Text passage —
_ _ _ _ _
Unsplash / Alan Labisch
Rachel Charlene Lewis
December 29, 2016 6:34 am

Between natural disasters, travel bans, #MeToo, and acts of gun violence–2017 has often been really stressful and hard, and, honestly, it hurts. There are many ways grief and sadness impacts your body physically, and it’s the kind of information it seems like we’ve just gotta learn this year to support ourselves and our friends and loved ones.

Here are a few ways grief and sadness impacts your body physically, because it’s all too relevant these days.

1It can quite literally change the stress-related chemicals in your brain

As this article from Prevention notes, a study in Molecular Psychiatry found that continual sadness can alter levels of stress-related chemicals in your brain, increasing inflammatory proteins in your blood like those associated with heart disease and stroke.

 

2It can make you more vulnerable to infectious diseases

A study found in journal Ageing and Immunity found that the recent loss of a loved one can make your body more susceptible to infectious diseases, especially if you’re older.

3It makes you so, so tired

Exhaustion is common when someone loses a loved one or someone they cared for, an article in Everyday Health notes. So if you feel too drained to go about your day-to-day routine, you’re not alone.
_ _ _ _ _
Using the information —
**a)** According to the grief article, which journal published the study finding that the recent loss of a loved one can make the body more susceptible to infectious diseases?
**b)** Translate this sentence from the grief article into Spanish: "So if you feel too drained to go about your day-to-day routine, you're not alone."
**c)** Print the part of the grief article from "A study found in" to "you’re not alone.".
The listing that comes after the grief article is not needed for any of this work.

Input data —
_ _ _ _ _
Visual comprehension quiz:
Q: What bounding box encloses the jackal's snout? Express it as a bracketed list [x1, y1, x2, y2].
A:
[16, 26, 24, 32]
_ _ _ _ _
Answers to this exercise —
**a)** Ageing and Immunity

**b)** Así que, si te sientes demasiado agotado para llevar tu rutina diaria, no estás solo.

**c)**
A study found in journal Ageing and Immunity found that the recent loss of a loved one can make your body more susceptible to infectious diseases, especially if you’re older.

3It makes you so, so tired

Exhaustion is common when someone loses a loved one or someone they cared for, an article in Everyday Health notes. So if you feel too drained to go about your day-to-day routine, you’re not alone.